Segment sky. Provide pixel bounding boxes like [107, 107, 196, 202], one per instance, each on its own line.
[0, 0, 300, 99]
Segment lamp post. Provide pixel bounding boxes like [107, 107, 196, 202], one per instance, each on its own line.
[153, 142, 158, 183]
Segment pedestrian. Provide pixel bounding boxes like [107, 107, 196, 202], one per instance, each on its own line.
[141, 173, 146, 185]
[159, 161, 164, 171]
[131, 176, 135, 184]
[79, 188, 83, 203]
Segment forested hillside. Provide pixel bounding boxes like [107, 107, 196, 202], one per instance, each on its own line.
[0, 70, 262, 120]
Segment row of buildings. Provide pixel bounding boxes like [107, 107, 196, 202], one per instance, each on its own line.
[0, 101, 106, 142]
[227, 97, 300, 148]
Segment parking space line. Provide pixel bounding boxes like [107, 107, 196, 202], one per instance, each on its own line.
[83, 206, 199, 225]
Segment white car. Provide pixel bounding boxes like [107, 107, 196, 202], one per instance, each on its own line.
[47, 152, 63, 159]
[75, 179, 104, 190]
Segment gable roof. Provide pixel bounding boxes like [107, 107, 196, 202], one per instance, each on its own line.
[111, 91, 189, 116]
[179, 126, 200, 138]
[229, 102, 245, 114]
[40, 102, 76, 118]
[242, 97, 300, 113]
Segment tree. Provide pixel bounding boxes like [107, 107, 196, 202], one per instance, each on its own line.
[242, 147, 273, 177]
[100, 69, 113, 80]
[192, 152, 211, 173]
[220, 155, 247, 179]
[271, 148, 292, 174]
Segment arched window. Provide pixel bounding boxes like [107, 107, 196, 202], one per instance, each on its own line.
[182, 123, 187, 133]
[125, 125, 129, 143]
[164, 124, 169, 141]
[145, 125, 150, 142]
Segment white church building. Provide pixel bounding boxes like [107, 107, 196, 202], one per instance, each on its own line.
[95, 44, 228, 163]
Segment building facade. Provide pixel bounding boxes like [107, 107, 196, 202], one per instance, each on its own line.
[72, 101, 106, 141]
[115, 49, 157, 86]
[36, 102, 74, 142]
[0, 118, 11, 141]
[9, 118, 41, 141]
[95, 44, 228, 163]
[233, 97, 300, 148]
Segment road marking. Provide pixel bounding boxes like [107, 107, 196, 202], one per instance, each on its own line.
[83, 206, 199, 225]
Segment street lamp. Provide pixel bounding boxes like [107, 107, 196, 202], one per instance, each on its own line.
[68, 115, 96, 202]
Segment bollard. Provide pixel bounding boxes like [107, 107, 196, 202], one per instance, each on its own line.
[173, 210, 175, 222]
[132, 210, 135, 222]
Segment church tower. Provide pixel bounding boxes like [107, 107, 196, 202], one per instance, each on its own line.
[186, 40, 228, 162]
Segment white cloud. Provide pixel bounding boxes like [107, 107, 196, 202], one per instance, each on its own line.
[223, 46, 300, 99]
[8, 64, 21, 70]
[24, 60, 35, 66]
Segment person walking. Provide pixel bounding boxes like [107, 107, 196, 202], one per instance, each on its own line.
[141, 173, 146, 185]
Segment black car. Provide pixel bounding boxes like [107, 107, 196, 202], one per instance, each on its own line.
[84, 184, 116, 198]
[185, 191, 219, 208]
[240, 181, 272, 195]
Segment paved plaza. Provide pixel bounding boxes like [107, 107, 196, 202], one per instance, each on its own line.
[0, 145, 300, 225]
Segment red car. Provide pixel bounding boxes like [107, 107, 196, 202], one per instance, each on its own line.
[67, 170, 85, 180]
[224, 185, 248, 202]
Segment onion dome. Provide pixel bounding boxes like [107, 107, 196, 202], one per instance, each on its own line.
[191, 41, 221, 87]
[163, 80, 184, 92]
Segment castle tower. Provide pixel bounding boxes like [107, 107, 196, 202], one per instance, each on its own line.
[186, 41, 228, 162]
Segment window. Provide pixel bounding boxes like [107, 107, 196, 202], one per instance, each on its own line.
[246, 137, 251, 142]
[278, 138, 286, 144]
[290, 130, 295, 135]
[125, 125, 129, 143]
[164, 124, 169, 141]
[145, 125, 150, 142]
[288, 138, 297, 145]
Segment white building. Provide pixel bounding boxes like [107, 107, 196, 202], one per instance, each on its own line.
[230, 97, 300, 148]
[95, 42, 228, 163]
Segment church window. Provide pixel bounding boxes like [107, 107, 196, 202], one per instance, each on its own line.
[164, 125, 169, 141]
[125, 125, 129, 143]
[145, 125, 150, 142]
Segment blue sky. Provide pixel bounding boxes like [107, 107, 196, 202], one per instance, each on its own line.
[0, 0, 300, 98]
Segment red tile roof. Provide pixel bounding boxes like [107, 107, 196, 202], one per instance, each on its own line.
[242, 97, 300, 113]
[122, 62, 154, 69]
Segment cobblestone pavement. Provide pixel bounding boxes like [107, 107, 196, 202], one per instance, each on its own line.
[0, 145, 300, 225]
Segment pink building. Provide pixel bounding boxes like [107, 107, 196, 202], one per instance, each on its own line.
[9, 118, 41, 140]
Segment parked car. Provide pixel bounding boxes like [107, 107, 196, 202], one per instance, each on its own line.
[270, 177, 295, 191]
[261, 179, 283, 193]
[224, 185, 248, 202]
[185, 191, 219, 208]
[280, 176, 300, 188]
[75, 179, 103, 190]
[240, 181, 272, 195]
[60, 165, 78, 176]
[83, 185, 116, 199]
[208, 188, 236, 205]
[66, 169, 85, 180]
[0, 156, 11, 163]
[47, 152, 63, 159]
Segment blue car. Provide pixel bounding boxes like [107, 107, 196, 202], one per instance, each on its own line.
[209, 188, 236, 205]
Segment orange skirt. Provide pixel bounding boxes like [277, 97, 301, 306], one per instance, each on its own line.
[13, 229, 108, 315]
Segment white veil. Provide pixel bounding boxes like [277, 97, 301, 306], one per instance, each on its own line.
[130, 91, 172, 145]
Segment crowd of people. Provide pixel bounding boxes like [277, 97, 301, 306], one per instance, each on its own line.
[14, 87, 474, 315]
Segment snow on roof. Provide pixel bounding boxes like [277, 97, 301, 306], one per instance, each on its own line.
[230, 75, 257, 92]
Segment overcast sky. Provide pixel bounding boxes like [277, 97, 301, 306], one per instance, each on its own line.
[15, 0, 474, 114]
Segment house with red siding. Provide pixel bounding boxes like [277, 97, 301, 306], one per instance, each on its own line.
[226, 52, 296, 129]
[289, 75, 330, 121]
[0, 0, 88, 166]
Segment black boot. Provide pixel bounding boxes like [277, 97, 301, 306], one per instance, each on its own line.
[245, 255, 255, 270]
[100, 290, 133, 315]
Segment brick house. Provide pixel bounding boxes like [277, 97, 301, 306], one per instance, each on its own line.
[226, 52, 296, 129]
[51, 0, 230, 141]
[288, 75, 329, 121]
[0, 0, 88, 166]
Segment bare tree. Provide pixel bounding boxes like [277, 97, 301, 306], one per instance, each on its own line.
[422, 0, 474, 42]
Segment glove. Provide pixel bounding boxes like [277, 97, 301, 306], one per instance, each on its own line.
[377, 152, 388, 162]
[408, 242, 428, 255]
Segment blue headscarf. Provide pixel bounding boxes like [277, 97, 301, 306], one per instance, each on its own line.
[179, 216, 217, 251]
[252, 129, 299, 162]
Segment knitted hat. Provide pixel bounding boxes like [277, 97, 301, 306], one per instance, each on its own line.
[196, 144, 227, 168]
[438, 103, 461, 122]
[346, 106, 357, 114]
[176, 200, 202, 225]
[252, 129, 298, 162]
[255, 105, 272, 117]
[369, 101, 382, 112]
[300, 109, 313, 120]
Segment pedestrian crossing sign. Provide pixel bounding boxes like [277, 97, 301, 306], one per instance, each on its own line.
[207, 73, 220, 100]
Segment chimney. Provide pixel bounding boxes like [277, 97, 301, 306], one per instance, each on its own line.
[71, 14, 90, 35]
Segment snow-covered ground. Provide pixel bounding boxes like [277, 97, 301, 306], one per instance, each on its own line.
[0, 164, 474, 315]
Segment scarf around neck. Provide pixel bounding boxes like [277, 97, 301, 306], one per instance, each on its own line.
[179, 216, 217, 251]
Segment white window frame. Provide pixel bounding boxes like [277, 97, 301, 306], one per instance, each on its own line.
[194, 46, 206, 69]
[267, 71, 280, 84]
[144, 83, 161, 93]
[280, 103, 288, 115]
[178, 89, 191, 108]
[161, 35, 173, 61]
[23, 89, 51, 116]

* _Problem details_
Express the lines of the records as a Markdown table with the columns Number and Text. Start at the line that contains "Segment building facade.", stop after the line that contains "[68, 115, 96, 202]", and omit blank lines.

* _Solution to this exercise_
| Number | Text |
|---|---|
| 1 | Segment building facade. Provide pixel bounding boxes like [107, 107, 196, 202], one per instance, each on its own line. |
| 2 | [72, 101, 106, 141] |
| 3 | [115, 49, 157, 86] |
| 4 | [36, 102, 74, 142] |
| 5 | [0, 118, 11, 141] |
| 6 | [9, 118, 41, 141] |
| 7 | [95, 44, 228, 163] |
| 8 | [233, 97, 300, 148] |
| 9 | Segment road marking. Provide pixel bounding boxes like [107, 107, 196, 202], one per instance, each on its own line. |
| 10 | [83, 206, 199, 225] |
| 11 | Segment street lamp. Provide pixel bounding boxes like [107, 107, 196, 202], one per instance, each on its own line. |
| 12 | [68, 115, 96, 202] |